§ Excerto
※ ※ ※
Os dados foram obtidos a partir dos processos clínicos, cujas fontes foram os programas informáticos SAM – Sistema de Apoio ao Médico® v.10.0 (ficha de identificação do utente, programa de SM, programa de saúde infantil e juvenil) e SINUS®.
Os dados foram recolhidos em setembro de 2011 e registados, pelos autores, numa base de dados eletrónica elaborada pelos mesmos no software Excel Microsoft Office 2007®.
As variáveis em estudo foram:
a) idade – variável universal;
b) número de gestações – variável quantitativa discreta, definida como o número de gestações incluindo a gestação de que resultou o parto entre março e dezembro de 2010;
c) paridade – variável quantitativa discreta, definida como o número de partos prévios ao ocorrido entre março e dezembro de 2010;
d) índice de massa corporal (IMC) na primeira consulta de SM – variável composta, definida pelo cálculo do rácio peso/altura2 (kg/m2) e classificada em 1) «obesidade» se IMC≥30kg/m2; 2) «EP» se 25≤IMC<30kg/m2; 3) «normopeso» se 18,5≤IMC<25kg/m2; 4) «baixo peso» se IMC<18,5kg/m2;
e) aumento de peso na gestação – variável composta, definida pela diferença entre o peso aferido na última consulta de SM e o peso aferido na primeira consulta de SM (kg) e classificada em 1) «aumento de peso superior ao esperado»; 2) «aumento de peso dentro do esperado»; 3) «aumento de peso abaixo do esperado» conforme apresentado na tabela 1;
Critérios de definição da variável «aumento de peso na gestação»*
IMC na 1.a consulta de SM | Aumento de peso superior ao esperado | Aumento de peso dentro do esperado | Aumento de peso abaixo do esperado |
«Obesidade» | > 9kg | [5-9] kg | < 5 kg |
«Excesso de peso» | > 11,5 kg | [7-11,5] kg | < 7 kg |
«Normopeso» | > 16 kg | [11,5-16] kg | < 11,5 kg |
«Baixo peso» | > 18 kg | [12,5-18] kg | < 12,5 kg |
f) complicações na gravidez – variável qualitativa nominal, definida como as complicações ocorridas na gravidez/parto que podem estar relacionadas com o peso da grávida (foram colhidas todas as complicações ocorridas que cumprem a definição de f) e obtiveram-se casos de diabetes gestacional, pré-eclâmpsia, hemorragias uterinas e alterações do líquido amniótico);
g) tipo de parto – variável qualitativa nominal, classificada em 1) eutócico; 2) cesariana; 3) ventosa; ou 4) fórceps;
h) peso ao nascimento do recém-nascido (RN) – variável quantitativa contínua, definida como o peso (gr) aferido ao nascimento e classificada em 1) «baixo peso» se peso <2.500gr; 2) «peso adequado» se peso entre ≥2.500gr e <4.000gr; 3) «peso elevado» se peso ≥4.000gr;
i) prematuridade – variável quantitativa contínua, definida pela idade gestacional (IG) ao nascimento (semanas + dias) e classificada em 1) «recém-nascido de termo» se IG ≥ 37 semanas; 2) «recém-nascido pré-termo» se IG < 37 semanas.
※ ※ ※
§ Dados de origem
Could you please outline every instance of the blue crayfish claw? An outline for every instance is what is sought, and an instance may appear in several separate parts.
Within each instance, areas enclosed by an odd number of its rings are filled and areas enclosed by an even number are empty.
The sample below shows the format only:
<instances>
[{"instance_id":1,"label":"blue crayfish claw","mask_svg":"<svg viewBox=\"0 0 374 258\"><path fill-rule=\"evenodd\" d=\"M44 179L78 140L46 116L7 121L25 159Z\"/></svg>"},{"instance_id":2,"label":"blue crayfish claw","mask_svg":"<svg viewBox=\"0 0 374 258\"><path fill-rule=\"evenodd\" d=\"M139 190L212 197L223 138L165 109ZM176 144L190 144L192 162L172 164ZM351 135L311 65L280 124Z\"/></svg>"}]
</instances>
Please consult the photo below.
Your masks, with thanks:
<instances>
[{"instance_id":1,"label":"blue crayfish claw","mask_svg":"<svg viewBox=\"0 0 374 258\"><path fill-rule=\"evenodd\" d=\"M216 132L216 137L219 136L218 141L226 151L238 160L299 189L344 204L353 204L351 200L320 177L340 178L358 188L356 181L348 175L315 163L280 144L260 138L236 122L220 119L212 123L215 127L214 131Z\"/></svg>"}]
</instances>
※ ※ ※
§ Tarefas a realizar
**A.** Imprima o trecho do excerto desde "Os dados foram recolhidos" até "Microsoft Office 2007®.", inclusive.
**B.** Traduza para inglês esta frase do excerto: "Os dados foram recolhidos em setembro de 2011 e registados, pelos autores, numa base de dados eletrónica elaborada pelos mesmos no software Excel Microsoft Office 2007®."
O material apresentado é independente do excerto.

§ Soluções dos exercícios
**A.**
Os dados foram recolhidos em setembro de 2011 e registados, pelos autores, numa base de dados eletrónica elaborada pelos mesmos no software Excel Microsoft Office 2007®.

**B.** The data were collected in September 2011 and recorded by the authors in an electronic database that they themselves built in the Excel Microsoft Office 2007® software.